_Given task_
Can you copy every one of the entries below word for word, without changing a single character?
——
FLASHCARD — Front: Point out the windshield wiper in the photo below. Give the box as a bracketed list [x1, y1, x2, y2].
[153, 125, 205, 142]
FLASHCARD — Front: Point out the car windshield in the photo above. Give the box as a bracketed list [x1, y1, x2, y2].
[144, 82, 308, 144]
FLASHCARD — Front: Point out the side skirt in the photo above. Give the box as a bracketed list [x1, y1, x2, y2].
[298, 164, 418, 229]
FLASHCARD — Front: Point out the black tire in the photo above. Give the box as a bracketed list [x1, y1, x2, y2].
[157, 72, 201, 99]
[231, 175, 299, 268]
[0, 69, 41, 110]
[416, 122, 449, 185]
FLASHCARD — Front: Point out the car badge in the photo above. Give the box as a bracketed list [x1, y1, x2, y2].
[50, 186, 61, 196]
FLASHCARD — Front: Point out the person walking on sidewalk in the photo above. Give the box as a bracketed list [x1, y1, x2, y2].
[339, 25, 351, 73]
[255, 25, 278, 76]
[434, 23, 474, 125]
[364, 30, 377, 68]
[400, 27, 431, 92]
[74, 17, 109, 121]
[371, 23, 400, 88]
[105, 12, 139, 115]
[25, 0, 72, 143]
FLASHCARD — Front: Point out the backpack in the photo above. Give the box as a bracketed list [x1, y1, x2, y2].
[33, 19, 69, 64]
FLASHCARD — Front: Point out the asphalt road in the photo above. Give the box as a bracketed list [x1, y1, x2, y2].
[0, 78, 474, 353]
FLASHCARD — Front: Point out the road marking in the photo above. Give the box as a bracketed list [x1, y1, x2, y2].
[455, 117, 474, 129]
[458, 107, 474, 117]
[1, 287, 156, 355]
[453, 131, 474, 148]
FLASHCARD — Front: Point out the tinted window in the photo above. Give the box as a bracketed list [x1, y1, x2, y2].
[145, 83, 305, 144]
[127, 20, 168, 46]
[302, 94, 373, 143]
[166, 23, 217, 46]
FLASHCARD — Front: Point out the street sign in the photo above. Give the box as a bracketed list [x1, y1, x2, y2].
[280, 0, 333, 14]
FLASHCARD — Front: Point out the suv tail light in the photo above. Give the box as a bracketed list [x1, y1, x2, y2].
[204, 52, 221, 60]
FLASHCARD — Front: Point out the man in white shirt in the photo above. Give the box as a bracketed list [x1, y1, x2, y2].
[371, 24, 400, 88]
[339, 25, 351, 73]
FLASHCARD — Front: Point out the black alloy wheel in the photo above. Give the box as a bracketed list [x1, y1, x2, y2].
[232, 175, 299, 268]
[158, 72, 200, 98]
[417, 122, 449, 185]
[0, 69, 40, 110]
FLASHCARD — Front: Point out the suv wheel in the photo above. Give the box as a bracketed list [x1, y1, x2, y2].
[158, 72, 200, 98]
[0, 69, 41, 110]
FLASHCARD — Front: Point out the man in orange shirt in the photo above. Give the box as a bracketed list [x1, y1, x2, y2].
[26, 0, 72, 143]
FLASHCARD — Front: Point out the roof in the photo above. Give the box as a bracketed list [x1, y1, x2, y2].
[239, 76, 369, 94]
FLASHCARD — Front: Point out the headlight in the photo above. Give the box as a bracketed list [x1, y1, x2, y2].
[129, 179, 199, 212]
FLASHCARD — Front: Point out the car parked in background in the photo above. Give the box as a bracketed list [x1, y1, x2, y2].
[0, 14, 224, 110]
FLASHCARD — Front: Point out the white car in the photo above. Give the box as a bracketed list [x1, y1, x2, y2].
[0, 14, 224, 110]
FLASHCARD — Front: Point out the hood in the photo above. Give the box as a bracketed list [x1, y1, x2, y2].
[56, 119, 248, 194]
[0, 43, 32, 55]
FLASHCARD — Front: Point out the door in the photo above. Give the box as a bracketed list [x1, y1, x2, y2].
——
_Finished task_
FLASHCARD — Front: Point out the windshield wiper in the photo below. Give the box as a bracketed list [x1, y1, x2, y2].
[153, 125, 205, 142]
FLASHCARD — Front: Point out the car windshield in the photo above. Give the box as a bracketed list [x1, y1, x2, y2].
[144, 82, 308, 144]
FLASHCARD — Front: Point out the side skirt in the photo above. Give the box as a bracketed list [x1, y1, x2, y2].
[298, 164, 418, 229]
FLASHCARD — Front: Point out the black tire in the photo above. Give the box as a bracketed list [x1, y1, x2, y2].
[157, 72, 201, 99]
[231, 175, 299, 268]
[0, 69, 41, 110]
[416, 122, 449, 185]
FLASHCARD — Front: Point out the car badge in the photo above. Give the box as a bracketed list [x1, y1, x2, y2].
[50, 186, 61, 196]
FLASHCARD — Front: Point out the person walking on sidewalk in the photo above. Give the box as a bracketed list [x1, y1, x2, y2].
[339, 25, 351, 73]
[255, 25, 278, 76]
[434, 23, 474, 125]
[364, 30, 377, 68]
[400, 27, 431, 92]
[74, 17, 109, 121]
[371, 23, 400, 88]
[105, 12, 139, 115]
[25, 0, 72, 143]
FLASHCARD — Front: Point out the backpack in the photo above. Give the box as a bracketed list [x1, y1, x2, y2].
[33, 19, 69, 64]
FLASHCARD — Front: Point out the asphalt road in the photo above. Give the box as a bracketed list [x1, y1, x2, y2].
[0, 78, 474, 353]
FLASHCARD — Front: Point out the road marking in the photo above. Give the box as a bracketed list [x1, y1, x2, y2].
[455, 117, 474, 129]
[458, 107, 474, 117]
[1, 287, 156, 355]
[453, 131, 474, 148]
FLASHCARD — Front: Point out the tinted window in the photo above. Give the box as a bracketed list [x1, y1, x2, y2].
[145, 83, 305, 144]
[127, 20, 168, 46]
[302, 94, 373, 143]
[166, 23, 217, 46]
FLASHCARD — Front: Point out the street sign in the photo above. Give the box as a bracketed list [x1, y1, x2, y2].
[280, 0, 333, 14]
FLASHCARD — Front: Point out the suv tail light in the photo above. Give the box as a bracketed list [x1, y1, x2, y2].
[204, 52, 221, 60]
FLASHCARD — Front: Point out the man in white shirt in the photo above. Give the box as a bracketed list [x1, y1, x2, y2].
[371, 24, 400, 88]
[339, 25, 351, 73]
FLASHCARD — Front: Point out the black alloy wheel in the photo above. Give the box as a bracketed list [x1, y1, x2, y2].
[232, 175, 299, 268]
[158, 72, 200, 98]
[417, 122, 449, 185]
[0, 69, 40, 110]
FLASHCARD — Front: Point out the suv wheel in the photo above. Give the box as a bracketed list [x1, y1, x2, y2].
[158, 72, 200, 98]
[0, 69, 41, 110]
FLASHCARD — Front: Point out the man in orange shirt in the photo above. Give the box as a bracketed list [x1, y1, x2, y2].
[26, 0, 72, 143]
FLASHCARD — Front: Point out the roof in the photo above. Give the box as a bracketed list [x1, y1, x2, y2].
[239, 76, 369, 94]
FLASHCARD — Front: Point out the headlight in the photo above. Give the box as a bracketed list [x1, y1, x2, y2].
[129, 179, 199, 212]
FLASHCARD — Front: Point out the car parked in background in the photo above. Give the box as a bracketed list [x1, y1, x2, y2].
[0, 14, 224, 110]
FLASHCARD — Front: Point out the white car in the photo above. Give the box as a bracketed list [x1, y1, x2, y2].
[0, 14, 224, 110]
FLASHCARD — Front: Point out the hood in the photo above. Give the box as a bracketed list [x1, y1, x2, y2].
[56, 119, 248, 194]
[0, 43, 32, 55]
FLASHCARD — Front: Point out the door in the photo above. Give the box as a bracketed list [x1, y1, x2, y2].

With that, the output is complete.